*Aufgabe*: Fasse den Absatz im Lesetext unten, der mit „In »Prinzenbad« (Elif Verlag)“ beginnt, als kurze Stichpunktliste zusammen. Behalte dabei seine wichtigsten Fakten bei.

SCHRIFTSTELLEN BARBARA KÖHLER
Marie Luise Knott im Gespräch mit Sven Keromnes
Politsprache sei immer darauf aus, einen Konsens zu suggerieren, Mehrheiten zu behaupten, Gegenmeinungen, anders Denkende und Sprechende zu vereinzeln, sagte die Dichterin Barbara Köhler einmal im Interview und dichtete: »Ich harre aus im Land und geh ihm fremd, mit einer Liebe, die mich über Grenzen treibt.« In der DDR geboren und aufgewachsen, begann sie früh, durch und über die Sprache Machtverhältnisse aufzulösen, das Feststehende aufzukündigen, die Bedeutungen aufzubrechen. »Uns ist kein Schnabel gewachsen: wir reden, wie uns der Mund gestopft wurde.« Dagegen schrieb sie an und ersann ihre Poetik der Sprachbefragung und der Spracherweiterung.
„Ich über das Alleinsein, und ich denke, ich habe es darin schon ziemlich weit gebracht. Ich rede mit der Sprache, manchmal antwortet sie. Manchmal antwortet auch jemand anders. Ich rechne nicht mehr damit, verstanden zu werden. Mathematik ist nicht mein Fach.“
PRINZENBAD
mit Ozan Zakariya Keskinkılıç und Jeffrey Trehudic
In »Prinzenbad« (Elif Verlag), dem 2022 erschienenen Debüt von Ozan Zakariya Keskinkılıç, lässt das Lyrische-Ich seine Sehnsüchte sich entfalten. Die stark klanglich arbeitenden Gedichte verbinden diverse Lebensrealitäten wie Familiengeschichte, muslimische Spiritualität, Mehrsprachigkeit und Begehren. Eine Poesie gegen Ausgrenzen. Für Sichtbarkeit. „Diese Gedichte sind in ihrer Gesamtheit unter dem Zeichen einer spirituellen Navigation des Selbst, als rebellische Praxis, Grenzen zu übertreten, um zu existieren.“ (Verlag) Ein eindrucksvolles queeres Debüt! Ozan Zakariya Keskinkılıç wird vorgestellt von Jeffrey Trehudic, der die Gedichte ins Französische überträgt.

*Angezeigte Daten*:

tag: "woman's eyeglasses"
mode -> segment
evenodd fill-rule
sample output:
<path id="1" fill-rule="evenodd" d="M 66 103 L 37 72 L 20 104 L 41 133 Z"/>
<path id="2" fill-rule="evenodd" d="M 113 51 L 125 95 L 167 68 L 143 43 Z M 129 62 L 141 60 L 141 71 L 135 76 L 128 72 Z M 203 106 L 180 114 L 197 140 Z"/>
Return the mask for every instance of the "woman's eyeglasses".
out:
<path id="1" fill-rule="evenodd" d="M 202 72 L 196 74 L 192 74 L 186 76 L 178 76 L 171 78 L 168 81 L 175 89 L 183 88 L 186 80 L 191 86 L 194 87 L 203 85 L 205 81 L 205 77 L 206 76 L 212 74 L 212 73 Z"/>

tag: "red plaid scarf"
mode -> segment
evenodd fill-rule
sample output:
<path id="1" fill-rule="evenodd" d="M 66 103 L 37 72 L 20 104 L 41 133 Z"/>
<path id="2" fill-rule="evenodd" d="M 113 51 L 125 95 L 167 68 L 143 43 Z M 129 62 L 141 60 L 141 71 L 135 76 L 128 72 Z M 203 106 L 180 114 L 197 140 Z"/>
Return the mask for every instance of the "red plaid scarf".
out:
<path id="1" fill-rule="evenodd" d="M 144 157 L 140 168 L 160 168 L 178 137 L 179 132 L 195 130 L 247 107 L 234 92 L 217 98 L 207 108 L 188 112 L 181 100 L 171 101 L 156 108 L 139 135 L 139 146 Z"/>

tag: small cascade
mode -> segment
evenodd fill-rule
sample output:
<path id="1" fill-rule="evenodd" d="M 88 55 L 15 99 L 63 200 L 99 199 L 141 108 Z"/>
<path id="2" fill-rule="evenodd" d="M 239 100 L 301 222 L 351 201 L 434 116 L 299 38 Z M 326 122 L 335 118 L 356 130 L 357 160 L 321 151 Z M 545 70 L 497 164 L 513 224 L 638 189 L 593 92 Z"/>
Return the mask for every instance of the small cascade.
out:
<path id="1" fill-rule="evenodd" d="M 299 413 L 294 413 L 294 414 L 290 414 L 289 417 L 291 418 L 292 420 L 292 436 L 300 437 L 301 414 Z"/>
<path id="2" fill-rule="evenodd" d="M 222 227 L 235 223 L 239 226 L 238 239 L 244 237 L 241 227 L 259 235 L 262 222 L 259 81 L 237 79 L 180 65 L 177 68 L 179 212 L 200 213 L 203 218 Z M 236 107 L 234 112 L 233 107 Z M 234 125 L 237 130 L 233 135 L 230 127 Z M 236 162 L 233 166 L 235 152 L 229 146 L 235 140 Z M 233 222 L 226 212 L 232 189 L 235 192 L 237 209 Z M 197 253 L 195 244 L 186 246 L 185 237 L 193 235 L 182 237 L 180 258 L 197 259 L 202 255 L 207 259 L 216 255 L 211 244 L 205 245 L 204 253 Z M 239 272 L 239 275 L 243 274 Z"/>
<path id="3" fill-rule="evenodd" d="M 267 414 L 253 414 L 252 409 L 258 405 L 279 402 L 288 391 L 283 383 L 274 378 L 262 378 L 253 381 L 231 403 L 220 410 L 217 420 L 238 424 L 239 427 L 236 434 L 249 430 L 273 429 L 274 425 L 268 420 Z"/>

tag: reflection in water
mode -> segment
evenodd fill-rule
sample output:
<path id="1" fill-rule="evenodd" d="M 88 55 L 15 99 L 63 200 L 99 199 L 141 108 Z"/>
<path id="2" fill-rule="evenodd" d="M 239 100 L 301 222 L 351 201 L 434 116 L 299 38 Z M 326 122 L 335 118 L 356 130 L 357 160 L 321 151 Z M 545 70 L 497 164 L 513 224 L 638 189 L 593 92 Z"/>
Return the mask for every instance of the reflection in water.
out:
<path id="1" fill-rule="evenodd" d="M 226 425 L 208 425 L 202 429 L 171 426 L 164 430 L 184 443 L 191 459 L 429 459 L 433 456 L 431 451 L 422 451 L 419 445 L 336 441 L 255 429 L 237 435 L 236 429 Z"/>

*Lösung*:
- »Prinzenbad« (Elif Verlag) ist das 2022 erschienene Debüt von Ozan Zakariya Keskinkılıç.
- Darin lässt das Lyrische-Ich seine Sehnsüchte sich entfalten.
- Die stark klanglich arbeitenden Gedichte verbinden Familiengeschichte, muslimische Spiritualität, Mehrsprachigkeit und Begehren.
- Es ist eine Poesie gegen Ausgrenzen und für Sichtbarkeit.
- Laut Verlag stehen die Gedichte im Zeichen einer spirituellen Navigation des Selbst, als rebellische Praxis, Grenzen zu übertreten, um zu existieren.
- Das Buch gilt als eindrucksvolles queeres Debüt.
- Ozan Zakariya Keskinkılıç wird von Jeffrey Trehudic vorgestellt, der die Gedichte ins Französische überträgt.